TASK ITEM >> State how many lines in the records hold the word "below", giving the number and no other text.

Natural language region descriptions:
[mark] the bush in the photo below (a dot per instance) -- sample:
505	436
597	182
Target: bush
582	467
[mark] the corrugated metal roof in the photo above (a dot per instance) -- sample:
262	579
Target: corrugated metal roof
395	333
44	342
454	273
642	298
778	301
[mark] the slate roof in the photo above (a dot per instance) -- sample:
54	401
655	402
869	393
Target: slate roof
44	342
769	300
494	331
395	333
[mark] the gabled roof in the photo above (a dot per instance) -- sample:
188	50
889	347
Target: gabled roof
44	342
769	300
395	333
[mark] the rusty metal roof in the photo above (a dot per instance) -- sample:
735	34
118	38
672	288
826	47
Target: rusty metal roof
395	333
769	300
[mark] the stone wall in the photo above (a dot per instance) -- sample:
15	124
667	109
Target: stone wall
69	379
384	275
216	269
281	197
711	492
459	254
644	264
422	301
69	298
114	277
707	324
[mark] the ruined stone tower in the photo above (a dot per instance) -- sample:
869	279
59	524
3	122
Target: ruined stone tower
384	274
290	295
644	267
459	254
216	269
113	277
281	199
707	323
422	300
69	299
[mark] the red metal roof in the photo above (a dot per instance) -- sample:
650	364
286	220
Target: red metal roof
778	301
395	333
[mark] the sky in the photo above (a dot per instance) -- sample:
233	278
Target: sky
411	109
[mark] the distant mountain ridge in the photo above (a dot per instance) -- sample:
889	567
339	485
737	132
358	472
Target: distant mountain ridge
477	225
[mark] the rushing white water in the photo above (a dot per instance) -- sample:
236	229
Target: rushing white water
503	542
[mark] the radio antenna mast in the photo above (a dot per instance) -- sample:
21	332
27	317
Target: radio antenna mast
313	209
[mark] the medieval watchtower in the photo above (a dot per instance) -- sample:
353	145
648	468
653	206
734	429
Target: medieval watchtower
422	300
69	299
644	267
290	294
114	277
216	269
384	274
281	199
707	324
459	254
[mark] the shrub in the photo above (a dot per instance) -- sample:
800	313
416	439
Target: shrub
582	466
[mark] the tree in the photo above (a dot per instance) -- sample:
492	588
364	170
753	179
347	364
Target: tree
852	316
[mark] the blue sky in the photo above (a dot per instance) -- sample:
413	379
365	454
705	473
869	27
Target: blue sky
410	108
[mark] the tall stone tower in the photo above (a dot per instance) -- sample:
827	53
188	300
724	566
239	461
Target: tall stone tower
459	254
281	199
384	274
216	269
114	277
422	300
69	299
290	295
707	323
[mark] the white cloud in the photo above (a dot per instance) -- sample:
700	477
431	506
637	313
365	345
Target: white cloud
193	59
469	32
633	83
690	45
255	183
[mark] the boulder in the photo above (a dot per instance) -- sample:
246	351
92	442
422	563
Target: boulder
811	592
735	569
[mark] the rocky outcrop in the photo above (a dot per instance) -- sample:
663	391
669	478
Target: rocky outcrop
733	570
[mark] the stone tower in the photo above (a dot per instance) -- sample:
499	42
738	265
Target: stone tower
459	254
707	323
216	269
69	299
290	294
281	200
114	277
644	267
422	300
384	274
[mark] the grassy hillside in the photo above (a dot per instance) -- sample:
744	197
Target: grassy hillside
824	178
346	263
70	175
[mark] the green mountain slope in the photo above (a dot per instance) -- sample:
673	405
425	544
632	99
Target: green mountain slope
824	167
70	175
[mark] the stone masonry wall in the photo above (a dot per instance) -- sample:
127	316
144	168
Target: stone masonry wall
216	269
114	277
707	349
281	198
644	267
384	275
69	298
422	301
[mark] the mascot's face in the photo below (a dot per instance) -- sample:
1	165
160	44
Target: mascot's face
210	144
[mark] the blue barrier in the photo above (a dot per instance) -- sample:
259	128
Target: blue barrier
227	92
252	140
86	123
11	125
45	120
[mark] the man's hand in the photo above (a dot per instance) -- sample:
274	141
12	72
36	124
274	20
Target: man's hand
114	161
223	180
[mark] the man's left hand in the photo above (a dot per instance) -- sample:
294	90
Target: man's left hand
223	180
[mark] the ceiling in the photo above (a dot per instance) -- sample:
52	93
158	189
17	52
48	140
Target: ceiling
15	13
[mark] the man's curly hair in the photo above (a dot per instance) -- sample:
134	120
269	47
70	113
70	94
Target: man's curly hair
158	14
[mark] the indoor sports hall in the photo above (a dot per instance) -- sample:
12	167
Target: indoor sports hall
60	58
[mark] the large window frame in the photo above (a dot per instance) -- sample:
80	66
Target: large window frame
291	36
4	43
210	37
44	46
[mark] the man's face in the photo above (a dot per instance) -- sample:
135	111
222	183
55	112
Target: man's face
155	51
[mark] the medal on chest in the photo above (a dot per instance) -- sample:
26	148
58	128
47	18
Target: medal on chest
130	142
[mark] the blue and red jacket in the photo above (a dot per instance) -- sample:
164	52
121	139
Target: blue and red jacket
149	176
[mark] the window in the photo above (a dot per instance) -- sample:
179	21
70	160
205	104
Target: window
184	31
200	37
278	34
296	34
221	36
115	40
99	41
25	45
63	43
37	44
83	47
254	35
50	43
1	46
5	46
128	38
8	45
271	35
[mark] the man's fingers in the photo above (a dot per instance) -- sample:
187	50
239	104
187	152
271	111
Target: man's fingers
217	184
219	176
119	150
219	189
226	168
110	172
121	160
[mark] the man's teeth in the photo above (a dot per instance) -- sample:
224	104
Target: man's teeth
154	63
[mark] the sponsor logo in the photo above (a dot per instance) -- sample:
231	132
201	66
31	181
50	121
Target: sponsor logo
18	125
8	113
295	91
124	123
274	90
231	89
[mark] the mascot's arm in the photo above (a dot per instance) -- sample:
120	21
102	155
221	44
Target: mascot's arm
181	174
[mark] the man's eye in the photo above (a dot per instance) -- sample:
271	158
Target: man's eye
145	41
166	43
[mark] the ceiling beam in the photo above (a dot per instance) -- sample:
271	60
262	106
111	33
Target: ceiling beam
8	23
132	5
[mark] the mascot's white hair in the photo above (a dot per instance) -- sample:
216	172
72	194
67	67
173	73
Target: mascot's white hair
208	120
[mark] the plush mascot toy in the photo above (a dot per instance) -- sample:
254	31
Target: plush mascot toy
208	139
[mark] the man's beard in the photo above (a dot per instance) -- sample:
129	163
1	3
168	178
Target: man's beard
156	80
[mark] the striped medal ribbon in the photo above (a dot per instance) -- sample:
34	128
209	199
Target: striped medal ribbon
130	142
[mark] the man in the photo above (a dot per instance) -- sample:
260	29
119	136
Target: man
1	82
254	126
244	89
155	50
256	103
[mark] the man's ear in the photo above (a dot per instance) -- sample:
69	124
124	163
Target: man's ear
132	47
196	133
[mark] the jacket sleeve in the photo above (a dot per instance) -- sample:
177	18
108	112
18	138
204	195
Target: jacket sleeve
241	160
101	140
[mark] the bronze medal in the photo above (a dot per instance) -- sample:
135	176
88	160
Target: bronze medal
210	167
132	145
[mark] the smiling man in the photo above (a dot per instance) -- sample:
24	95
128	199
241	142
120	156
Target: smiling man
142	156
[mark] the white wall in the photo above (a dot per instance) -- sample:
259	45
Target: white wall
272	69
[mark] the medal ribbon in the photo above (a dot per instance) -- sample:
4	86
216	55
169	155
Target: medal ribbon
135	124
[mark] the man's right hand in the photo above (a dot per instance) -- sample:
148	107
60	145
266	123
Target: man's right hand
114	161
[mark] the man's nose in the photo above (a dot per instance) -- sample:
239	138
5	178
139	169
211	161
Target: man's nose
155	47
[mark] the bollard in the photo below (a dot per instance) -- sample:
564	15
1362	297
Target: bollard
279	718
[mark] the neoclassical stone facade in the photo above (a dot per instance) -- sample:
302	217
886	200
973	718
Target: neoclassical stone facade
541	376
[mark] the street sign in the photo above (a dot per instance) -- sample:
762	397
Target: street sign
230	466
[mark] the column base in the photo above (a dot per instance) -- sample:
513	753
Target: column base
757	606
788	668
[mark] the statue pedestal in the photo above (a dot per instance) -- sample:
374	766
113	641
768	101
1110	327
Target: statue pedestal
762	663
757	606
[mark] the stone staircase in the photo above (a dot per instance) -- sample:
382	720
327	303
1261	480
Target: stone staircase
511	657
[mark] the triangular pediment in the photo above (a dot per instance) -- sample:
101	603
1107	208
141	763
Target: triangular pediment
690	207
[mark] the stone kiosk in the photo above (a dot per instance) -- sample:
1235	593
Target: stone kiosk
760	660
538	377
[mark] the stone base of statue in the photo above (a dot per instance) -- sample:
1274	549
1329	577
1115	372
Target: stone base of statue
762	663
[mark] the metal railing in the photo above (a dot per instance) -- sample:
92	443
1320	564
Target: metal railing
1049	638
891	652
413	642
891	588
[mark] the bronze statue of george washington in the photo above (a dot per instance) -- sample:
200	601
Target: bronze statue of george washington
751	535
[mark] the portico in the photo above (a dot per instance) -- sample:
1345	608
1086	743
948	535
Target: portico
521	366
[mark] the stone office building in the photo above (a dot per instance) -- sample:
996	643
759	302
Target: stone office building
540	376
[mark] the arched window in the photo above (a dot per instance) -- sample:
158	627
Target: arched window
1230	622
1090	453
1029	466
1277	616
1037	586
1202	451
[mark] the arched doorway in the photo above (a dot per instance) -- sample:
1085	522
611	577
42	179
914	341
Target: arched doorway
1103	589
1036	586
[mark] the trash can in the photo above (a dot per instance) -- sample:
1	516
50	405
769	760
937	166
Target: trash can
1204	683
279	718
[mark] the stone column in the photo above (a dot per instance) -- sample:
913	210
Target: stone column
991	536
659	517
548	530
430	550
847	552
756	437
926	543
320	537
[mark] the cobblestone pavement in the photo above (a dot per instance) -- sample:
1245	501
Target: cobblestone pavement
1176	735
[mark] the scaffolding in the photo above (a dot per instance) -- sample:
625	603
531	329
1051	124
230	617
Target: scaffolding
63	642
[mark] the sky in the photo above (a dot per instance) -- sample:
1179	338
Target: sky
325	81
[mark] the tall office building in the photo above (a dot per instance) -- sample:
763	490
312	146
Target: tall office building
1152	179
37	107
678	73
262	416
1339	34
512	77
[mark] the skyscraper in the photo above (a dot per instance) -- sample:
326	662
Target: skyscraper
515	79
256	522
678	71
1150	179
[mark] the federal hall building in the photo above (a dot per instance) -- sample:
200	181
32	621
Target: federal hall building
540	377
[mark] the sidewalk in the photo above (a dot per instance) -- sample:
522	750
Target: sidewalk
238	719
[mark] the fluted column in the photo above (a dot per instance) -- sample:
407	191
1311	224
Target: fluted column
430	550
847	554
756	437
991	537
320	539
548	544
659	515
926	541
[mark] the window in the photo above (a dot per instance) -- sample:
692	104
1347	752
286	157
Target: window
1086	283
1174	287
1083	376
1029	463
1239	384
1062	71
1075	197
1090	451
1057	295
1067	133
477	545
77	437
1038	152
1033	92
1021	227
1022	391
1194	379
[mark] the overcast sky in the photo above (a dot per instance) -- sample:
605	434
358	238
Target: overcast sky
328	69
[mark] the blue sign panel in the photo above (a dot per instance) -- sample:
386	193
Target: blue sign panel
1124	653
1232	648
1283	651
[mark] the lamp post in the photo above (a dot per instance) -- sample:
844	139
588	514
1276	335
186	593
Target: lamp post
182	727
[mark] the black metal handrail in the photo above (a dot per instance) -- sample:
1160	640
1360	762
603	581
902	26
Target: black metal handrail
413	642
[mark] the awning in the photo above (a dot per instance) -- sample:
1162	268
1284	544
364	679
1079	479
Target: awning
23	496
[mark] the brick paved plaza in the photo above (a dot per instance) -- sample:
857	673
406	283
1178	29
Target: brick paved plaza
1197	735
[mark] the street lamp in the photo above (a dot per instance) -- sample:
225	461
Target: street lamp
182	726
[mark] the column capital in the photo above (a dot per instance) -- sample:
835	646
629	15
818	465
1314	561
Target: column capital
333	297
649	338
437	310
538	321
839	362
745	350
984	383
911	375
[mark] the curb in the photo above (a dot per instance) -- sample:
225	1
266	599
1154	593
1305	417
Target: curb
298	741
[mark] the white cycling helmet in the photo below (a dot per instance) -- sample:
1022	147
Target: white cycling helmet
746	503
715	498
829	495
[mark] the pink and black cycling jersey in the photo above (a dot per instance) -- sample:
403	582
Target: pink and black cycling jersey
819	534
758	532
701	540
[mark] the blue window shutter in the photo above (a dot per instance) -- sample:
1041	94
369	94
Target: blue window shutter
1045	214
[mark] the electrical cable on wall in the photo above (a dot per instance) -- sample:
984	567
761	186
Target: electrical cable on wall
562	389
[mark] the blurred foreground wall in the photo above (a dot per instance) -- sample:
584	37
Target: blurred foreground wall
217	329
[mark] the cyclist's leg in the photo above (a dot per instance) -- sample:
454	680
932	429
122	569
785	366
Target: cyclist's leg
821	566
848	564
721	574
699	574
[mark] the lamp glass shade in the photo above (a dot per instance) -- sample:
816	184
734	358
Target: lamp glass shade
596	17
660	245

RESPONSE FOR THIS EXERCISE >> 4